### EXERCISE BRIEF:
Rewrite the entries from the line holding "In this exercise you will annotate the rear" through the end of the entries, inclusive, keeping the requests as they are but multiplying every point coordinate in the answers by 2.2 and rounding to whole numbers, with halves rounded up. Leave the pictures out.

(Pointing entries)

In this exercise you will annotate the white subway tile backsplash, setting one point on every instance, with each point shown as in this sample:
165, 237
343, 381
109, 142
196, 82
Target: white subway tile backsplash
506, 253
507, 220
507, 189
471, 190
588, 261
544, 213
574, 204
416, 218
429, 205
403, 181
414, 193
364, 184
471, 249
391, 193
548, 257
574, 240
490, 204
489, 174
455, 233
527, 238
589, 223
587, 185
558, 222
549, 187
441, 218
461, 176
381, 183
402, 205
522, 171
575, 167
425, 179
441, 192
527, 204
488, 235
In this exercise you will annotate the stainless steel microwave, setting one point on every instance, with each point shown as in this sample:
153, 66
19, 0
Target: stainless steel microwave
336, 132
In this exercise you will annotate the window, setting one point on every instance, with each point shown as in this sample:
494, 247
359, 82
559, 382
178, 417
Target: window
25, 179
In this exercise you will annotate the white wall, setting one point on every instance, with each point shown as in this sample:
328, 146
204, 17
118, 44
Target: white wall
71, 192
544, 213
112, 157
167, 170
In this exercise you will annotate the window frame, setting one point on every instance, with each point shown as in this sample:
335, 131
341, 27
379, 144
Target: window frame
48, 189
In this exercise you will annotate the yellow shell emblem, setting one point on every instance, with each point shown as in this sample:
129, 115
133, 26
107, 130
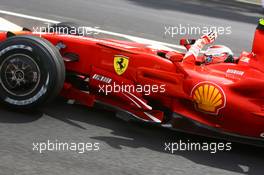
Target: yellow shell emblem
208, 97
120, 64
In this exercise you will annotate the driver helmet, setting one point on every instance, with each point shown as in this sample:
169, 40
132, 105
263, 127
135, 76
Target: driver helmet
218, 54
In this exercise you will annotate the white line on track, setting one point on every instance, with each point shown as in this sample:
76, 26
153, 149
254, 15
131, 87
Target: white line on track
154, 44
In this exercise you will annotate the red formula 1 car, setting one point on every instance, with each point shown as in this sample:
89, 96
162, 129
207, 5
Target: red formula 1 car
137, 81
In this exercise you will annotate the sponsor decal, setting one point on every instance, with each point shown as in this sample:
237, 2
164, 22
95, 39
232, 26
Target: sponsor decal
235, 72
120, 64
261, 22
245, 59
102, 78
208, 97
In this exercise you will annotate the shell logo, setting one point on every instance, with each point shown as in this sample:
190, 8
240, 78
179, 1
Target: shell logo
208, 97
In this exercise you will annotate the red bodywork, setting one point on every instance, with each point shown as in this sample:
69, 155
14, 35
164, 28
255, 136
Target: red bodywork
228, 97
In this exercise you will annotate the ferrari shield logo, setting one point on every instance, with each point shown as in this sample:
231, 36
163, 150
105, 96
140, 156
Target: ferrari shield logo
120, 64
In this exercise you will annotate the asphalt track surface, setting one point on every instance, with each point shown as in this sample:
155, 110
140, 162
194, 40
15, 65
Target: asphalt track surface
125, 147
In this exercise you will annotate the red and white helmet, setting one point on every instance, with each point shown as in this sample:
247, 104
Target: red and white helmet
218, 54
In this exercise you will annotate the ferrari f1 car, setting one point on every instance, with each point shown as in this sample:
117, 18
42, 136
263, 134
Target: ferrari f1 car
137, 81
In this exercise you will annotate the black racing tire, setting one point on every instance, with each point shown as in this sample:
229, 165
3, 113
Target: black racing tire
32, 72
69, 28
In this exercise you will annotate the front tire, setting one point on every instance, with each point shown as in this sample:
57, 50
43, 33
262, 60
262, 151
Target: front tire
32, 72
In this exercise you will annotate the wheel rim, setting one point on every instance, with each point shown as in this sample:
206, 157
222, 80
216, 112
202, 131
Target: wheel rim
20, 75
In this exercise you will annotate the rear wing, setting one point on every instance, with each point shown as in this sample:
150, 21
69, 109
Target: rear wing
258, 43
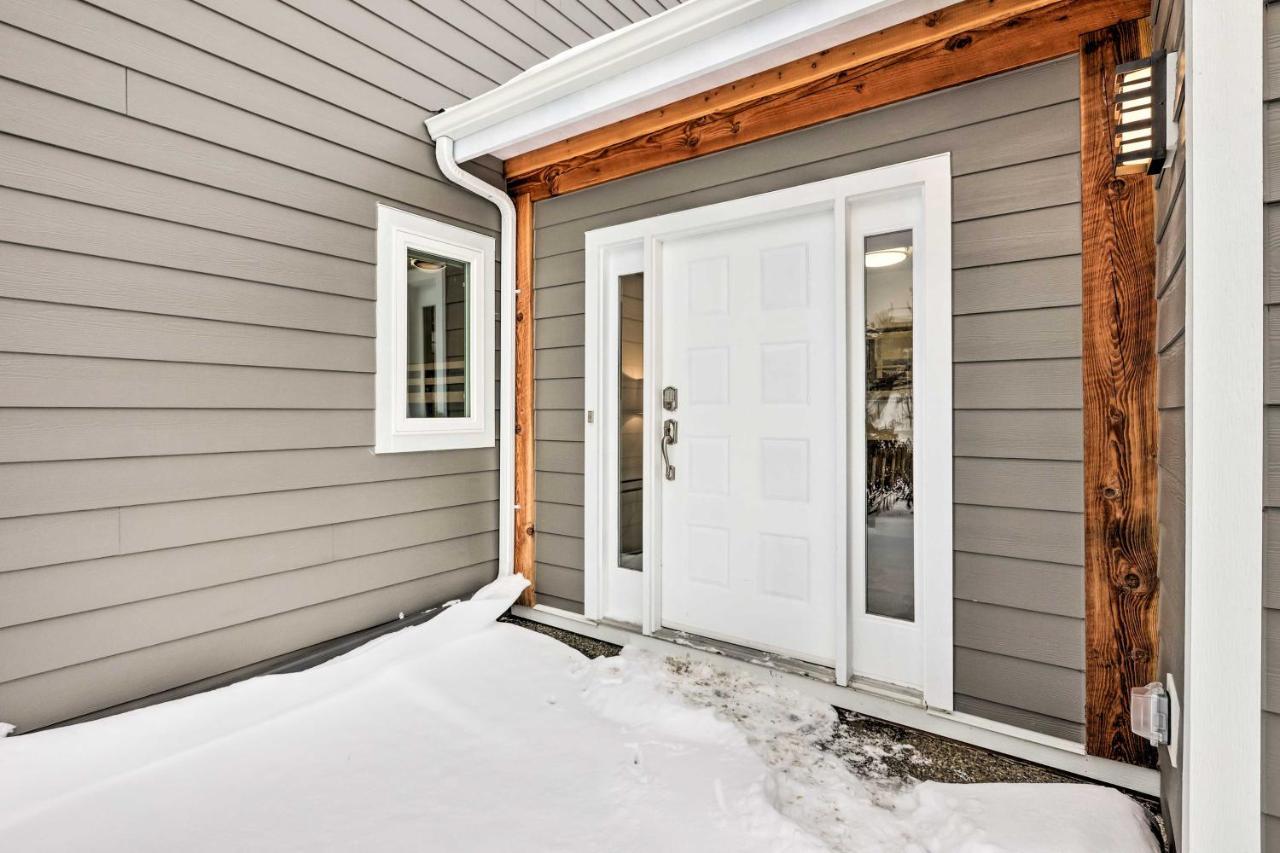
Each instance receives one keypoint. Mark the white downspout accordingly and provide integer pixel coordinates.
(506, 346)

### CORRECT RESULT:
In this exercise you will annotate the rear wing, setting one point on every instance, with each point shown as in this sample:
150, 21
69, 109
Target: rear wing
568, 95
Each instance receives one keypoint. Mark the white downspout accordingly and provide integer pixel coordinates.
(1113, 761)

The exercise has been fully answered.